#### [Task material]

-- start --

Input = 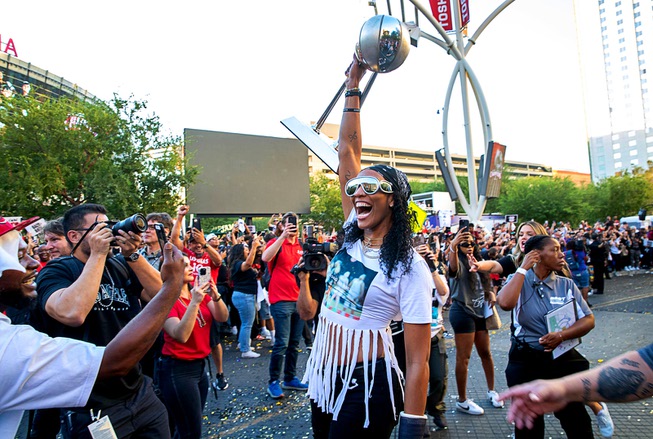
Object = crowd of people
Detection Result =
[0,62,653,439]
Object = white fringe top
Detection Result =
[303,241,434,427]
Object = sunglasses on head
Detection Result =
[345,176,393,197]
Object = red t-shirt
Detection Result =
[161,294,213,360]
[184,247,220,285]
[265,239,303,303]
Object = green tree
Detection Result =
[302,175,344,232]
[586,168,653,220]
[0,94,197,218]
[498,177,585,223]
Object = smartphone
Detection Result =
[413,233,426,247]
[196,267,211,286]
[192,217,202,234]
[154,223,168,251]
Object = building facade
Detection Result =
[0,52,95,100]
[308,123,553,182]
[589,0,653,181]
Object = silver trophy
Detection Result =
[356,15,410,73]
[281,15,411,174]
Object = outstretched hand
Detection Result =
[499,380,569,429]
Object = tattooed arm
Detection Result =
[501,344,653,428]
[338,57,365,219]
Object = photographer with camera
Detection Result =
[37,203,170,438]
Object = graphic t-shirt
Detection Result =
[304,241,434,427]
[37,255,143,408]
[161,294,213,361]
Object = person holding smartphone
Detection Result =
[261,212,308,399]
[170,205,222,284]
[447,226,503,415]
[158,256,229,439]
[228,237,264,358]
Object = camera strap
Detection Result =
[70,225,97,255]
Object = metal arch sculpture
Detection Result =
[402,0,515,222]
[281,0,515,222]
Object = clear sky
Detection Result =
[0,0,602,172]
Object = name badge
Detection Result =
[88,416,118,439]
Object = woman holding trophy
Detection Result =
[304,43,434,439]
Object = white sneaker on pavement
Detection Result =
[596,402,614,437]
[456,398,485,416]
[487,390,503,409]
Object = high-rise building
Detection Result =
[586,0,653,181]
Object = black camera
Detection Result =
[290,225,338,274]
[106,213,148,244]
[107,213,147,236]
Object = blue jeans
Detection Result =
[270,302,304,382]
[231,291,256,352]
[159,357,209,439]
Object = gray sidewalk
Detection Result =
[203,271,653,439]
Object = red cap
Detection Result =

-- end --
-- start --

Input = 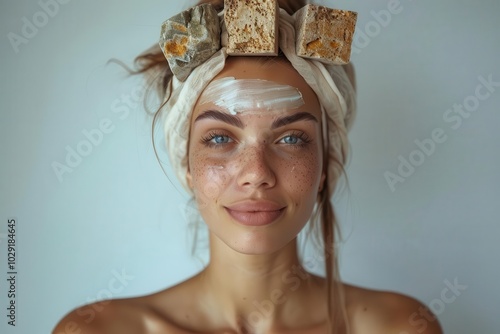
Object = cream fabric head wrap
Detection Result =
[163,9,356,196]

-- end --

#### [Stated task]
Copy each line above that contains the string "shirt". Match case exactly.

#### [Solution below]
Object = red t-shirt
Object = graphic t-shirt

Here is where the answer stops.